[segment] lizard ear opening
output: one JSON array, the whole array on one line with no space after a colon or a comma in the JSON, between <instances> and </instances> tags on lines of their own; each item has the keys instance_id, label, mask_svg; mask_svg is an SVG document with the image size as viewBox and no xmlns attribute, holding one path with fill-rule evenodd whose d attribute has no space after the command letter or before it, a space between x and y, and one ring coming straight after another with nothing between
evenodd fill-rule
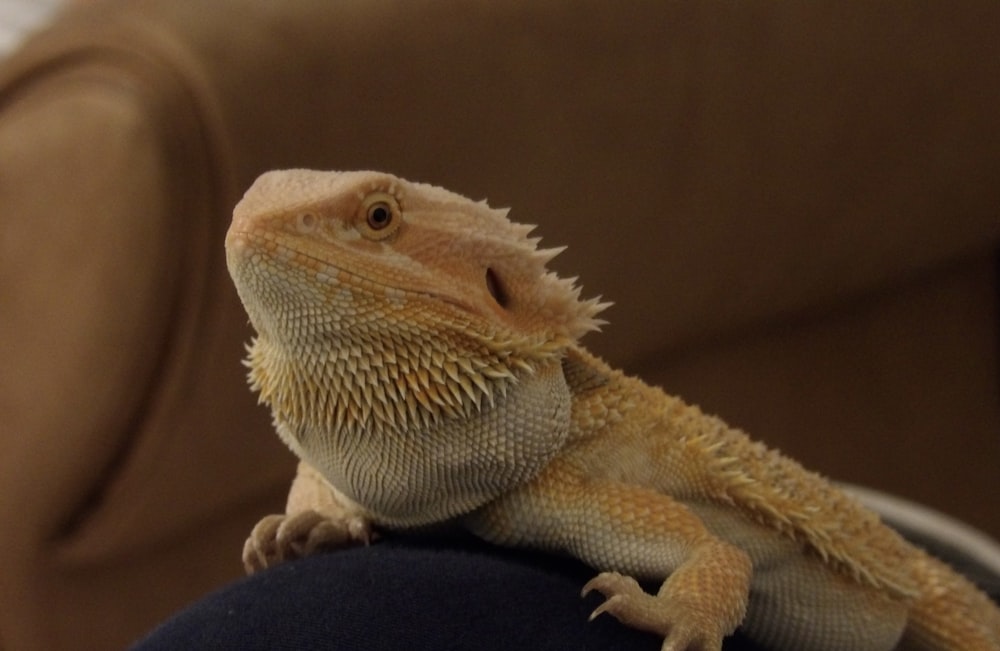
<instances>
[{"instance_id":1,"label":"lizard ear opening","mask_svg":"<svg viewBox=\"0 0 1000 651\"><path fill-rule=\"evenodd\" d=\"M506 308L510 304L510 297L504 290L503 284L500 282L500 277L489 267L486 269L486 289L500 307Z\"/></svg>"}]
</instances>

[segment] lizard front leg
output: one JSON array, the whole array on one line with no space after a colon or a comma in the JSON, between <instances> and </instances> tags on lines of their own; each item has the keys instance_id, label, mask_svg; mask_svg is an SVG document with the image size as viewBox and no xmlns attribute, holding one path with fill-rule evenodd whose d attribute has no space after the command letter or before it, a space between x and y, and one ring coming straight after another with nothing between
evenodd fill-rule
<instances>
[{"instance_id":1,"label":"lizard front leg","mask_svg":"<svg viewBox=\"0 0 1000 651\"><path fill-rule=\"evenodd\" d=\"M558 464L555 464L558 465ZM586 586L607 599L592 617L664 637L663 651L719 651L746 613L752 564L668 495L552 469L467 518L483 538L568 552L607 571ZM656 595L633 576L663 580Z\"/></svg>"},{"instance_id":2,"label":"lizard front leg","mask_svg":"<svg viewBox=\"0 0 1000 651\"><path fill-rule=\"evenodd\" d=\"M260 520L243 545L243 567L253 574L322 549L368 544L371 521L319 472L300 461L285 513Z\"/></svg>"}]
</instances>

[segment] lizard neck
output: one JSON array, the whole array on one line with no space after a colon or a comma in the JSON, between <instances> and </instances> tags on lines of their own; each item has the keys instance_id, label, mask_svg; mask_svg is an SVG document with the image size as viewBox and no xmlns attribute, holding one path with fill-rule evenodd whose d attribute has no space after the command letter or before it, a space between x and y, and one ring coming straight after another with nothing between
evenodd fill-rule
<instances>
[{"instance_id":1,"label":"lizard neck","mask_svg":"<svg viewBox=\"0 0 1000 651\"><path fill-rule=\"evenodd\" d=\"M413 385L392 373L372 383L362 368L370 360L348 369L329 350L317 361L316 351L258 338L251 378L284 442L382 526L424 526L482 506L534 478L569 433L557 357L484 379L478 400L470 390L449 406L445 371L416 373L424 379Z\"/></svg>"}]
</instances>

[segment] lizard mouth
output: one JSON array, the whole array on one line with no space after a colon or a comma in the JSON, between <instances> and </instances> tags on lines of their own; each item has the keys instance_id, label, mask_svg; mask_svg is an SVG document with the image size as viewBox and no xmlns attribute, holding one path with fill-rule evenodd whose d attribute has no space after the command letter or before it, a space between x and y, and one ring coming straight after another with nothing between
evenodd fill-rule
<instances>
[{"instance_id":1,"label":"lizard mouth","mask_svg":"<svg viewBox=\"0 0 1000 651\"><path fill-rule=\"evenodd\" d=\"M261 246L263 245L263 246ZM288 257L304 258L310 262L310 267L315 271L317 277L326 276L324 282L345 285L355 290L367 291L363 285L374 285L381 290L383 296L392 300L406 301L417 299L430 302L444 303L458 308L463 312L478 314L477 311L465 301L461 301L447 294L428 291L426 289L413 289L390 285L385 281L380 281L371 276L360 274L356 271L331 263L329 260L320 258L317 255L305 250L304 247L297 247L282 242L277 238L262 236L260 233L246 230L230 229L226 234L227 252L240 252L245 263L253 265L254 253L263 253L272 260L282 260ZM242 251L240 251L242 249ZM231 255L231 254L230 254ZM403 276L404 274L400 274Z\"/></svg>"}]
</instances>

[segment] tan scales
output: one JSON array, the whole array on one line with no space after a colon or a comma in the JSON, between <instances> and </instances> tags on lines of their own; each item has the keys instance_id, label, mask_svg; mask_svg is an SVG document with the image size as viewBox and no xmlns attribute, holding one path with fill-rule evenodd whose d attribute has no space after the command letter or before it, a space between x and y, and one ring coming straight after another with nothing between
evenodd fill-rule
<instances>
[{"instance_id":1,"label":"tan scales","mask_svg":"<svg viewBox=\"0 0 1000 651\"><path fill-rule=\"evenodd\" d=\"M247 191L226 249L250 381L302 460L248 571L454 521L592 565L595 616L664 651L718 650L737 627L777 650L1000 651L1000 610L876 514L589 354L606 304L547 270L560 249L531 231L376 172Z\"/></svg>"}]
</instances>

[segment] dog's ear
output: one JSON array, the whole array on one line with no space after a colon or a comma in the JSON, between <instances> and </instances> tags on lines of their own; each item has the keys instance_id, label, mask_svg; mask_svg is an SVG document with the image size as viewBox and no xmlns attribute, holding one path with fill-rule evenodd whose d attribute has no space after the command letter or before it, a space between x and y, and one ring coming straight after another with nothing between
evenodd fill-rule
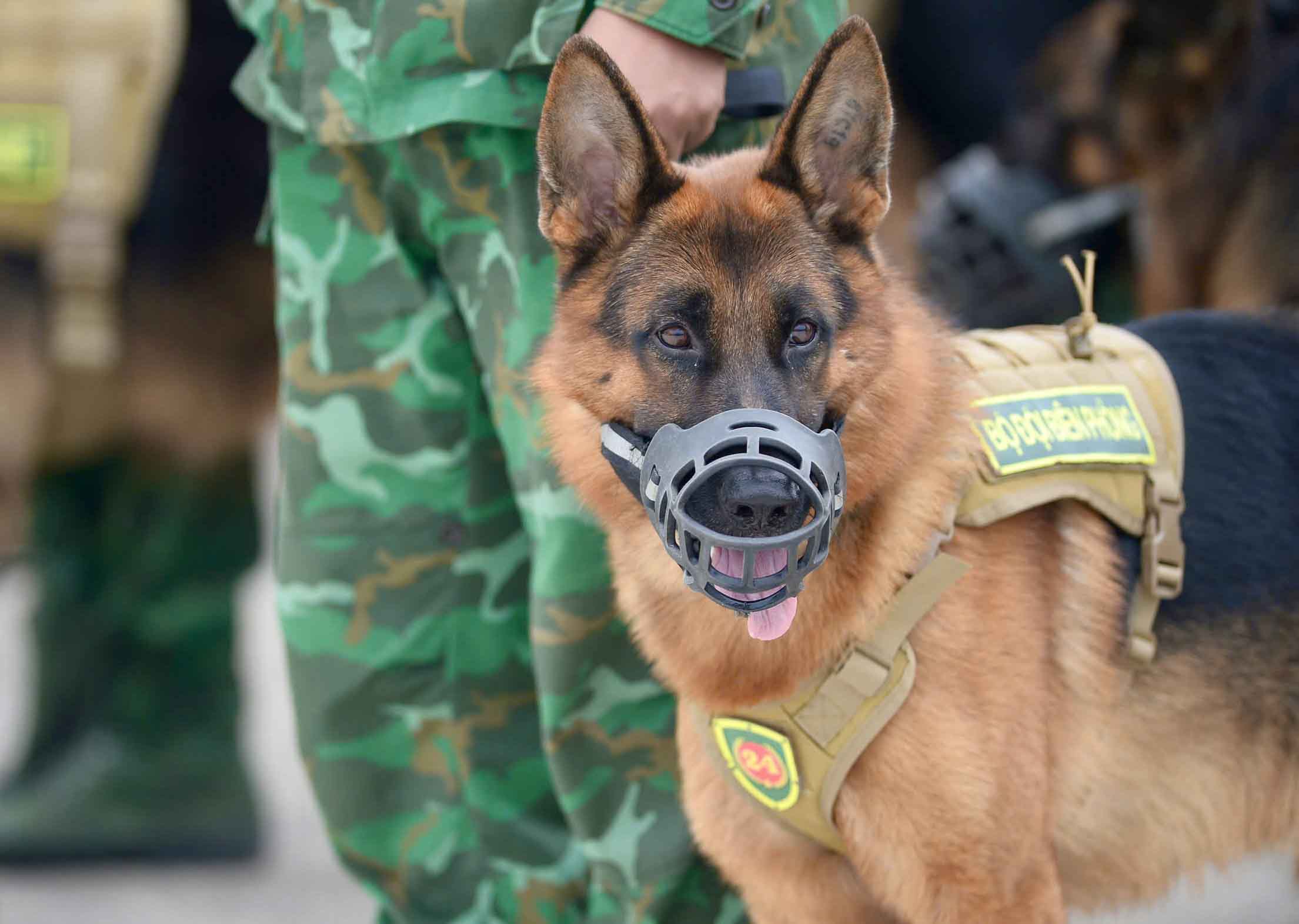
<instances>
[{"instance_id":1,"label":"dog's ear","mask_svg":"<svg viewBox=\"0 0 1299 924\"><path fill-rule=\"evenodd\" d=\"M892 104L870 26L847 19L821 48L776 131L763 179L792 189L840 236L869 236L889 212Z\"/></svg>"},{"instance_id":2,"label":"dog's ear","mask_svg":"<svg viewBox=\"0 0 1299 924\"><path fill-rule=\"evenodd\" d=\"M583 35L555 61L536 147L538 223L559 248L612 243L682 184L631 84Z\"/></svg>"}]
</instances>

* Problem to solve: Omitting all images, print the listing exactly.

* Solution for this task:
[segment] lizard ear opening
output: one JSON array, the whole array on one line with no space after a colon or a comma in the JSON, between <instances> and </instances> tags on lines of their own; each item has the keys instance_id, label, mask_svg; mask_svg is an SVG document with the image size as viewBox and no xmlns attribute, holding one path with fill-rule evenodd whose d attribute has no space after the command letter or before it, a space between x and y, and one ring coming straight after another with nothing between
evenodd fill-rule
<instances>
[{"instance_id":1,"label":"lizard ear opening","mask_svg":"<svg viewBox=\"0 0 1000 651\"><path fill-rule=\"evenodd\" d=\"M506 308L510 304L510 297L504 290L503 284L500 282L500 277L489 267L486 269L486 289L500 307Z\"/></svg>"}]
</instances>

[segment] lizard front leg
output: one JSON array, the whole array on one line with no space after a colon or a comma in the JSON, between <instances> and </instances> tags on lines of their own; each item has the keys instance_id, label, mask_svg; mask_svg is an SVG document with the image size as viewBox and no xmlns attribute, holding one path with fill-rule evenodd whose d attribute has no space after the command letter or before it, a space between x and y, and one ring coming straight after another with nothing between
evenodd fill-rule
<instances>
[{"instance_id":1,"label":"lizard front leg","mask_svg":"<svg viewBox=\"0 0 1000 651\"><path fill-rule=\"evenodd\" d=\"M558 464L555 464L558 465ZM586 586L607 599L592 617L664 637L663 651L719 651L746 613L752 564L668 495L552 469L467 518L483 538L568 552L607 571ZM656 595L633 576L663 580Z\"/></svg>"},{"instance_id":2,"label":"lizard front leg","mask_svg":"<svg viewBox=\"0 0 1000 651\"><path fill-rule=\"evenodd\" d=\"M260 520L243 545L243 567L253 574L322 549L368 544L371 521L319 472L300 461L285 513Z\"/></svg>"}]
</instances>

[segment] lizard neck
output: one JSON array, the whole array on one line with no space after a colon or a comma in the JSON, between <instances> and </instances> tags on lines of their own; each item has the keys instance_id, label, mask_svg; mask_svg is an SVG document with the image size as viewBox and no xmlns attribute, holding one path with fill-rule evenodd whose d attribute has no space after the command letter or before it, a space between x and y, and one ring coming straight after another with nothing between
evenodd fill-rule
<instances>
[{"instance_id":1,"label":"lizard neck","mask_svg":"<svg viewBox=\"0 0 1000 651\"><path fill-rule=\"evenodd\" d=\"M413 385L392 373L372 383L362 368L370 360L348 369L329 350L317 361L316 351L258 338L251 378L284 442L382 526L424 526L482 506L534 478L569 433L557 357L484 379L478 400L470 390L449 406L445 371L416 373L424 379Z\"/></svg>"}]
</instances>

[segment] lizard mouth
output: one JSON array, the whole array on one line with no space after a colon or a comma in the JSON, between <instances> and </instances> tags on lines of their own; each item has the keys instance_id, label, mask_svg; mask_svg is an SVG document with the image size as viewBox and no xmlns attribute, holding one path with fill-rule evenodd whose d attribute has no space after the command letter or before it, a space between x and y, and one ring coming straight after another with nothing between
evenodd fill-rule
<instances>
[{"instance_id":1,"label":"lizard mouth","mask_svg":"<svg viewBox=\"0 0 1000 651\"><path fill-rule=\"evenodd\" d=\"M261 246L263 245L263 246ZM288 257L304 258L310 262L310 267L315 271L317 277L326 276L324 282L345 285L355 290L367 291L363 285L374 285L381 290L383 296L392 300L406 301L417 299L430 302L444 303L458 308L463 312L478 314L477 311L465 301L461 301L447 294L428 291L426 289L413 289L390 285L385 281L380 281L371 276L360 274L356 271L331 263L329 260L320 258L317 255L305 250L304 247L297 247L282 242L277 238L262 236L260 233L246 230L230 229L226 234L227 252L240 252L245 263L253 265L254 253L263 253L272 260L282 260ZM242 251L240 251L242 249ZM231 255L231 254L230 254ZM403 276L404 274L400 274Z\"/></svg>"}]
</instances>

[segment] tan scales
output: one JSON array, the whole array on one line with no space after a colon or a comma in the JSON, between <instances> and </instances> tags on lines of their own; each item has the keys instance_id, label, mask_svg; mask_svg is an SVG document with the image size as viewBox and no xmlns attribute, holding one path with fill-rule evenodd whose d attribute has no space after the command letter or before it, a space between x and y, and one ring coming straight after another with nothing between
evenodd fill-rule
<instances>
[{"instance_id":1,"label":"tan scales","mask_svg":"<svg viewBox=\"0 0 1000 651\"><path fill-rule=\"evenodd\" d=\"M247 191L226 249L250 381L302 460L248 571L454 521L592 565L595 616L664 651L718 650L737 627L777 650L1000 651L1000 610L876 514L589 354L606 304L547 270L560 249L531 231L376 172Z\"/></svg>"}]
</instances>

[segment] dog's ear
output: one JSON array, the whole array on one line with no space after a colon or a comma in the JSON, between <instances> and </instances> tags on lines of their own; each item has the keys instance_id, label, mask_svg; mask_svg is an SVG document with the image size as viewBox and no xmlns attribute, holding one path with fill-rule evenodd whose d attribute has no space after the command letter or before it, a space between x and y, and one ring coming straight after another with nothing between
evenodd fill-rule
<instances>
[{"instance_id":1,"label":"dog's ear","mask_svg":"<svg viewBox=\"0 0 1299 924\"><path fill-rule=\"evenodd\" d=\"M892 104L870 26L847 19L821 48L776 131L763 179L792 189L840 236L869 236L889 212Z\"/></svg>"},{"instance_id":2,"label":"dog's ear","mask_svg":"<svg viewBox=\"0 0 1299 924\"><path fill-rule=\"evenodd\" d=\"M583 35L555 61L536 147L538 223L559 248L612 243L682 184L631 84Z\"/></svg>"}]
</instances>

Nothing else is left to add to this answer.